Stored items from a collection
--- begin ---

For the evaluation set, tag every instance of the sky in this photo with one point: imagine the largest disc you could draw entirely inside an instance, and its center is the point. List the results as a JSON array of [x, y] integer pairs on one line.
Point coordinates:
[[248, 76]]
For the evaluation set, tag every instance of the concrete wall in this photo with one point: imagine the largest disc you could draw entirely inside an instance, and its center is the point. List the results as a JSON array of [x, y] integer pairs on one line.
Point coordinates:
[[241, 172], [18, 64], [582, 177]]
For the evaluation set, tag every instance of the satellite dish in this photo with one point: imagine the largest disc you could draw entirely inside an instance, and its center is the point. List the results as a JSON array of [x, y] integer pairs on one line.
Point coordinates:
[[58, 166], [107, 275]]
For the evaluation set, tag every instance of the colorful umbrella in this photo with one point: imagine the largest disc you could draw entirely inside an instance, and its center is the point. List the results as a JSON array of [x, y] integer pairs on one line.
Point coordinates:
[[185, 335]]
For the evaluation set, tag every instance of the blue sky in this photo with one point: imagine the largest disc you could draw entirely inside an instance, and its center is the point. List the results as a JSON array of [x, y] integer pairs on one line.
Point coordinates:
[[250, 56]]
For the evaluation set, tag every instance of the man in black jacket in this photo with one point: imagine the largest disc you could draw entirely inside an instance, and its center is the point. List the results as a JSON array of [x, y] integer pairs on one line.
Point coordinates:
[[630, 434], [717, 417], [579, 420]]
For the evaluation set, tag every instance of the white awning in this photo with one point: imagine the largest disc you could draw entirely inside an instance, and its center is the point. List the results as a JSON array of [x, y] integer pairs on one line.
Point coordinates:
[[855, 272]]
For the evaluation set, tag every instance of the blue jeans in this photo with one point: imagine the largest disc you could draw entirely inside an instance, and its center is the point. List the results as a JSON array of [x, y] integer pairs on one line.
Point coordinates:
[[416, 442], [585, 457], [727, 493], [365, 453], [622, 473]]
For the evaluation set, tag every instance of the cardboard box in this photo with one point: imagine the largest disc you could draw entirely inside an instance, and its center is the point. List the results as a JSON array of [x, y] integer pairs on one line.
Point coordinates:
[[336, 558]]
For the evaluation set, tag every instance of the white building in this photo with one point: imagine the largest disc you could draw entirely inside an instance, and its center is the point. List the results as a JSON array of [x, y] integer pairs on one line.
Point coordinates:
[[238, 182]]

--- end ---

[PROBLEM DETAILS]: Rewrite every entry above, swapping "evaluation set" for "validation set" and keeping all other text the same.

[THE ANSWER]:
For the validation set, tag every instance of the sky in this photo with one point: imagine the largest disc you could draw entirely inside an instance, and its center is the point. List the results as a JSON array of [x, y] integer pairs on one line.
Point coordinates:
[[248, 76]]
For the validation set, tag every instance of the concrete wall in this photo with one point: imagine the largest disc you could draw entirely inside an instance, and its center is the point. List the results as a JSON array of [x, y] integer pairs on one line.
Point coordinates:
[[241, 172], [18, 64], [582, 177]]
For the validation set, tag every instance of the satellite dish in this photo with one point: imagine the largest disc you could draw entirely inside an instance, and its center is the point. List the results as a JSON array of [x, y] integer pairs on one line.
Point coordinates:
[[58, 166], [107, 275]]
For the validation set, tag every instance of the colorful umbrella in this photo with one point: imagine the largest disc you could draw entirely inside an instance, and its center is the point. List the results as a JSON array of [x, y] integer pairs on one line.
Point coordinates:
[[185, 335]]
For the validation set, tag every instance of the blue sky in this photo with one point: imagine the largest disc you could draw entirely inside an instance, and its center is the point. List the results as a JSON array of [x, y] integer pairs on one line.
Point coordinates:
[[250, 56]]
For the validation set, tag every instance of the man in black jacket in this photo with one point: imagine the largest disc you could draw entirely inside an instance, and its center is the point. List the results as a JSON array of [x, y] integer pairs on one line.
Point coordinates:
[[630, 434], [717, 417], [579, 420]]
For the validation set, tag every instance of the white awning in this photo with one point: imagine the largest disc you could draw entirely inside an instance, and its center is the point. List the results as a JSON array of [x, y] integer pairs on one line.
Point coordinates:
[[855, 272]]
For the validation set, tag every instance of the blue jeans in this photo with one point: imagine the largest disc you could draw entirely inside an instance, and its center is the point. List the results as a JSON array of [x, y] integer pairs on one line.
Point coordinates:
[[416, 442], [585, 457], [727, 493], [365, 453], [622, 473]]
For the validation set, tag every instance of the cardboard box in this photo with one point: imagine the largest disc you could draw entirely inside an instance, and its center is the point. List the results as a JSON array of [x, y] integer pairs on one line.
Point coordinates:
[[336, 558]]
For the validation set, tag every instance of the white building in this photo with one point: imagine the largest disc you could draw entirely inside an instance, and its center is the point. List the results as a JSON array of [x, y] integer pairs on one line.
Point coordinates:
[[238, 182]]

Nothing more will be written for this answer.